_Text segment_.
Yeah, thanks. Hey, guys, I know you've kind of covered this ground somewhat, but I want to ask it in a slightly different way. So, this is the biggest beat you've had maybe ever. And I'm just wondering if something changed in the market here in the second half, whether it's the velocity of the enterprise transformation to cloud? Or is it something more company-specific where you've just been able to kind of separate yourself from the competition more?

Michael Gordon -- Chief Operating Officer and Chief Financial Officer

Yeah. I think the -- thanks, Jason. I think a couple of things as we sort of tried to call out in the prepared remarks. I think it was just a really strong quarter across the board.

We talked about Atlas and the success in Atlas and the stronger expansion than we typically see, which is great. And then it was also a really strong Enterprise Advanced quarter as people commented on in some of the questions and the follow-ups. And so, I think there continue to be sort of multiple legs of the growth. We continue to add customers.

We continue to find that the customers that we're adding are behaving attractively and consistently with their kind of like-kind cohorts from beforehand. So, the changes that we've made in terms of making it easier to adopt MongoDB and easier to get on the platform are working and are having the desired effects. And I think it's just sort of the culmination of all those things going really well, resulting in a really strong quarter that certainly beat our expectations.

_Task set_.
1/ According to the earnings call excerpt, what two titles does Michael Gordon hold?
2/ Copy the earnings call excerpt from the words that contain "Michael Gordon -- Chief" through "across the board.", substituting "period" for "quarter".

_Dataset entries_.
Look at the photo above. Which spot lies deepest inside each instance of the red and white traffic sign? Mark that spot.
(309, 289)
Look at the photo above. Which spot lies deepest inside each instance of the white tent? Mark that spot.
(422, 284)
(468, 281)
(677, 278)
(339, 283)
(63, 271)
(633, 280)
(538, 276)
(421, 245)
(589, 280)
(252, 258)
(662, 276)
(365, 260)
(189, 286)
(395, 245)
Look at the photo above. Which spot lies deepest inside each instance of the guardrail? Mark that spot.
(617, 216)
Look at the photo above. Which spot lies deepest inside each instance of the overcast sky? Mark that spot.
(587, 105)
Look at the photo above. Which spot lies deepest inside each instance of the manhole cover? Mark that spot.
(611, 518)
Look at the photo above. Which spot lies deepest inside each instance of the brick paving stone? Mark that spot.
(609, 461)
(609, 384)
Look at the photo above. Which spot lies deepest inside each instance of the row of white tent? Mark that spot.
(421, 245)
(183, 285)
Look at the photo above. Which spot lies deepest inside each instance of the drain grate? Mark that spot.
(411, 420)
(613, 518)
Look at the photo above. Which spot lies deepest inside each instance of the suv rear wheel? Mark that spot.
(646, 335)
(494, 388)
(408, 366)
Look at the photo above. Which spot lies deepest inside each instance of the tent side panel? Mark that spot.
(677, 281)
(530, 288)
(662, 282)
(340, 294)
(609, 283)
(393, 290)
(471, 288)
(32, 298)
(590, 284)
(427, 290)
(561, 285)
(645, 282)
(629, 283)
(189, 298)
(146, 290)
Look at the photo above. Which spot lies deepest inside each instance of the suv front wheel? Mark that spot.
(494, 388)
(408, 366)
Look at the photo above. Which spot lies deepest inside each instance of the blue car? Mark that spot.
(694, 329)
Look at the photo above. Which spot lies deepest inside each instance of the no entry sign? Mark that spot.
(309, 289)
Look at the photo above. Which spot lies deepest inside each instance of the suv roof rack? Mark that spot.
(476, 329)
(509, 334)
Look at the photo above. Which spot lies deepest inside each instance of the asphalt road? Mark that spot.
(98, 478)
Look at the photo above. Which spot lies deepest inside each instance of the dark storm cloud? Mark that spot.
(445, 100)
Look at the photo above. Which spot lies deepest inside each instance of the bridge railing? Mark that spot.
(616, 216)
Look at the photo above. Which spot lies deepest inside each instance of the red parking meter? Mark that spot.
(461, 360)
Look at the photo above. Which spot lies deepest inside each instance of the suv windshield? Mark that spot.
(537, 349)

_Task results_.
1/ Chief Operating Officer and Chief Financial Officer.

2/
Michael Gordon -- Chief Operating Officer and Chief Financial Officer

Yeah. I think the -- thanks, Jason. I think a couple of things as we sort of tried to call out in the prepared remarks. I think it was just a really strong period across the board.